[TEXT SECTION]:
[Start of Attachment]

Fay’s research team works to prevent artery re-narrowing, enable healthier artery repair


Missouri ranks eighth in the nation in residents’ incidence of cardiovascular disease, and recently the state dedicated significant funding to research aimed at preventing the most serious complications accompanying treatment.

In 2008, the Missouri Life Sciences Research Board awarded $13.1 million in research and commercialization grants to 14 research projects. William Fay, MD, J.W. and Lois Winifred Stafford Distinguished Chair in Diabetes and Cardiovascular Research, leads one of six MU teams to receive funding from the state’s research trust fund, in the amount of $815,625.

Fay, a professor of internal medicine, pharmacology and medical physiology and director of cardiovascular medicine, said the state’s investment enables collaborating researchers at the School of Medicine and College of Veterinary Medicine to take their hypothesis to the next level by testing it in a pig model, whose cardiac anatomy is very similar to a human’s. He will closely collaborate with Douglas Bowles, PhD, associate professor of biomedical sciences at the veterinary school, to use the resources available at MU’s National Swine Resource and Research Center.

[End of Attachment]

[DATA FOR ANALYSIS]:
[Start of Attachment]

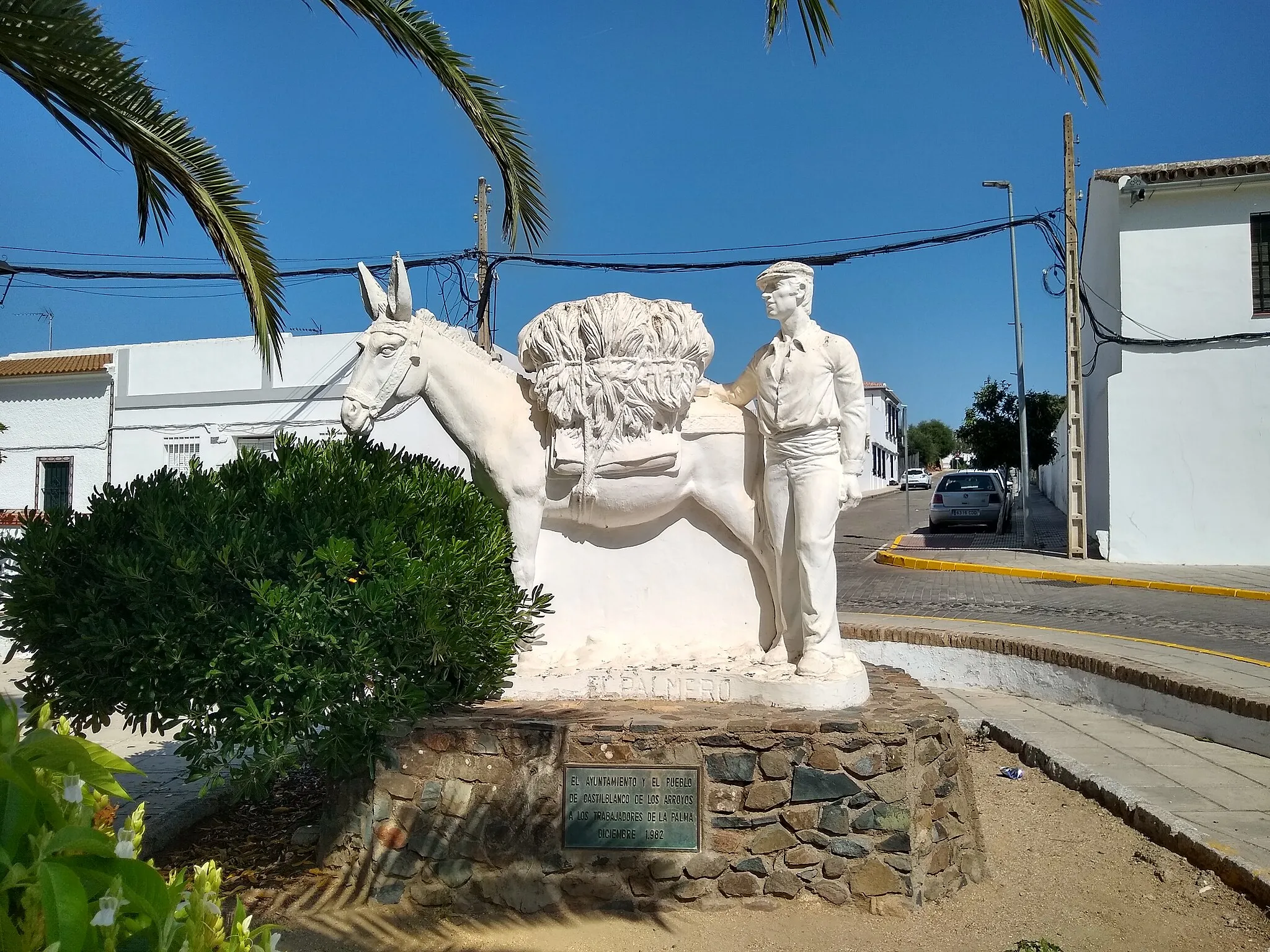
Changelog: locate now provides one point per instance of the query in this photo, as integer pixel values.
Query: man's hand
(849, 491)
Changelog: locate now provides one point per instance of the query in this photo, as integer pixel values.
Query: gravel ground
(1062, 868)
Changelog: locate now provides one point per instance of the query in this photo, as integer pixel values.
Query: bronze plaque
(631, 808)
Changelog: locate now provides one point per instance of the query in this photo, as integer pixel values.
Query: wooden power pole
(1077, 530)
(483, 334)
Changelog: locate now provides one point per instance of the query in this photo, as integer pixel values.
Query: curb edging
(904, 562)
(1155, 823)
(1194, 690)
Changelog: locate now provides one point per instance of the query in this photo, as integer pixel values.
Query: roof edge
(1198, 170)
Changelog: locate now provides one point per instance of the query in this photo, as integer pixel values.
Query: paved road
(1227, 625)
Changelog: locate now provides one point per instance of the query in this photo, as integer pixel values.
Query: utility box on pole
(1077, 530)
(484, 337)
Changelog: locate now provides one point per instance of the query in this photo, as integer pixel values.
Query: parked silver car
(969, 498)
(915, 479)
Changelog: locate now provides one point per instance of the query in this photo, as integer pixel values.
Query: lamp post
(1019, 357)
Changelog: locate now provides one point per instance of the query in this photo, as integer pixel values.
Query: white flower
(107, 908)
(73, 788)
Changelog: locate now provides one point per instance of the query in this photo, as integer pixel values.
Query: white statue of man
(810, 400)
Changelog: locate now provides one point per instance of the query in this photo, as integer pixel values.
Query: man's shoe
(814, 664)
(776, 654)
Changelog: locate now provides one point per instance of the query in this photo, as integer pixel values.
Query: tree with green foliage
(58, 51)
(991, 427)
(273, 612)
(931, 441)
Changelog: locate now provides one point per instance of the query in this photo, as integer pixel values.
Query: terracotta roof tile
(40, 366)
(1188, 172)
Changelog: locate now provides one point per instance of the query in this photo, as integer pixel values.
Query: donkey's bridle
(411, 330)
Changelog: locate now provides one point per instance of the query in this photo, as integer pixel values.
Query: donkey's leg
(738, 512)
(525, 518)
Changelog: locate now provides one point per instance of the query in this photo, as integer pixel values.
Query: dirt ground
(1061, 868)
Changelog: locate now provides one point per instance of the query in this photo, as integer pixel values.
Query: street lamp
(1019, 357)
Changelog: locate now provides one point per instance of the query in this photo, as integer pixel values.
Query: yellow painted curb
(906, 562)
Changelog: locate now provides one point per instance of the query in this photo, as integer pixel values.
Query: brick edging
(1198, 691)
(905, 562)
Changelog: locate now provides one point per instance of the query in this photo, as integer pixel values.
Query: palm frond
(815, 22)
(58, 52)
(1060, 31)
(415, 36)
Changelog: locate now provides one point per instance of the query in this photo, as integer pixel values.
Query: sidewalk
(172, 805)
(1203, 800)
(1005, 555)
(1223, 794)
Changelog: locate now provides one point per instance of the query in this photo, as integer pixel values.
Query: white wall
(1052, 478)
(154, 408)
(206, 391)
(52, 416)
(1100, 271)
(878, 428)
(1179, 419)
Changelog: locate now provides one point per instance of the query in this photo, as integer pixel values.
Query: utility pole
(1019, 359)
(483, 334)
(908, 506)
(1077, 531)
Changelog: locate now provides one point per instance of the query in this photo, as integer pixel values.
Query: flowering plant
(70, 883)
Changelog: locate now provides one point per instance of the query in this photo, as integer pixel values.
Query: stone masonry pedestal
(871, 805)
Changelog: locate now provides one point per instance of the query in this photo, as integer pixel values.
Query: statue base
(646, 806)
(735, 681)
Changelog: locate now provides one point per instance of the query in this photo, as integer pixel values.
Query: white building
(1178, 433)
(81, 418)
(882, 457)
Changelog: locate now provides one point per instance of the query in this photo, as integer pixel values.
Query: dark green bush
(273, 612)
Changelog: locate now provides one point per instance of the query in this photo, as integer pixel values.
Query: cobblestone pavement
(1228, 625)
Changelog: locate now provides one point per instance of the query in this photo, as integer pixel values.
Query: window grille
(1260, 263)
(266, 446)
(58, 485)
(179, 455)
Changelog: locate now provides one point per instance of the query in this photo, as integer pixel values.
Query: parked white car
(916, 479)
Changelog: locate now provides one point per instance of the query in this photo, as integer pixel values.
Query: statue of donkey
(491, 413)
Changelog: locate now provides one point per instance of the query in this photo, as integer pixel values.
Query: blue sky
(657, 127)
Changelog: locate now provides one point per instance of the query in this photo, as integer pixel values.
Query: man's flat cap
(784, 270)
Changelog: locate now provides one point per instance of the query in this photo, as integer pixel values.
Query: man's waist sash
(806, 443)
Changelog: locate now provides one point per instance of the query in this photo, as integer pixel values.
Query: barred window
(1260, 263)
(180, 454)
(266, 446)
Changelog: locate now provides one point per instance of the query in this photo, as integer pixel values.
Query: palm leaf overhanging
(815, 22)
(412, 33)
(1059, 30)
(56, 51)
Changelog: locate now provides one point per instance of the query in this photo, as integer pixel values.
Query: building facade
(76, 419)
(883, 465)
(1176, 270)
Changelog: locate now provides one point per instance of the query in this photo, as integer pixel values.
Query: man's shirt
(806, 382)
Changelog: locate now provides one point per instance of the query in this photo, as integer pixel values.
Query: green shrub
(275, 611)
(69, 881)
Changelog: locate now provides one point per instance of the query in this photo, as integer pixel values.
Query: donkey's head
(390, 364)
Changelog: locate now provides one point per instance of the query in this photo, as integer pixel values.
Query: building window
(262, 444)
(180, 454)
(1260, 225)
(55, 484)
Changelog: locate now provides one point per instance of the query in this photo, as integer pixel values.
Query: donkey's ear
(373, 295)
(401, 306)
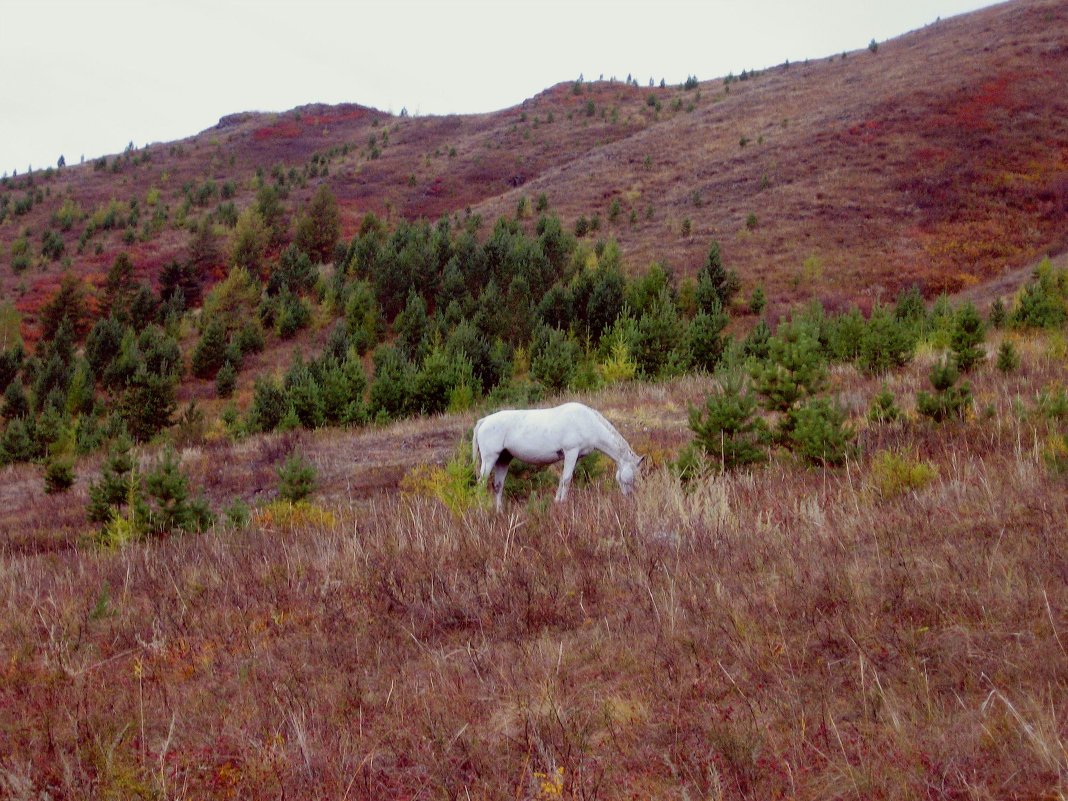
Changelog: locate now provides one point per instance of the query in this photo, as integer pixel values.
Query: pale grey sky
(85, 77)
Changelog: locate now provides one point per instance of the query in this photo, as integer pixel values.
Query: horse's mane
(621, 440)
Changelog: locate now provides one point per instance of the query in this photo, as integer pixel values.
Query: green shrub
(210, 350)
(112, 489)
(884, 407)
(296, 478)
(1008, 359)
(168, 502)
(225, 380)
(1052, 403)
(727, 430)
(947, 399)
(660, 333)
(893, 474)
(437, 379)
(967, 338)
(391, 388)
(886, 343)
(794, 370)
(998, 315)
(269, 405)
(818, 432)
(554, 359)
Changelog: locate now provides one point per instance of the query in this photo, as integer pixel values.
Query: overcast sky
(85, 77)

[End of Attachment]

[DIRECTIONS]:
**1.** Say whether each statement agrees with the article about Fay's research team. Answer yes or no, and quote the deciding words from the article.
(a) Missouri ranks eighth in the nation in residents' incidence of cardiovascular disease.
(b) Fay's team received $13.1 million from the state's research trust fund.
(c) Douglas Bowles is an associate professor at the School of Medicine.
**2.** Using the article about Fay's research team, identify the center whose resources Fay and Bowles will use.
**3.** Carry on the article about Fay's research team from the point where it stops.

[LIST OF ANSWERS]:
**1.**
(a) Yes: "Missouri ranks eighth in the nation in residents’ incidence of cardiovascular disease"
(b) No: "in the amount of $815,625"
(c) No: "associate professor of biomedical sciences at the veterinary school"

**2.** MU’s National Swine Resource and Research Center.

**3.**
“Developing new strategies to treat coronary disease will be beneficial to the citizens of Missouri,” Fay said. “I think that our multidisciplinary team is very well-positioned to have some spinoff element that will have financial implications with obviously the long-term goal of providing patients with better treatment.”

During cardiac catheterization, a flexible tube, or catheter, is threaded through an artery. If a blockage is detected, doctors clear it and place a drug eluting stent – a tubular wire mesh scaffold coated with drugs to improve blood flow and prevent re-narrowing of the artery. Unfortunately, in recent years, researchers have noted an unwanted side effect of the drug coating.

“Drug eluting stents are very good, but it’s hard to develop a perfect treatment and one of their limitations is there can be a problem with clotting later on,” Fay said. “They inhibit the artery-clogging smooth muscle cells from growing-in, but they also inhibit the normal repair of cells in the artery lining.”

Fay’s team will focus on new strategies to prevent the re-narrowing of the arteries while ensuring normal, healthy cell repair in the artery lining, or endothelium. In particular, his multidisciplinary team will test a mutant protein compound that preliminary studies show could delay plaque re-formation without promoting clotting.

The Life Sciences Research Board weighted funding proposals based on their scientific merits and their abilities to use funding to provide statewide economic return, as well as their alignment with state priorities.

“This has been a highly-competitive process,” said Roger Mitchell, PhD, the board’s chair. “These newly-awarded grants will leverage substantial additional investment in Missouri.”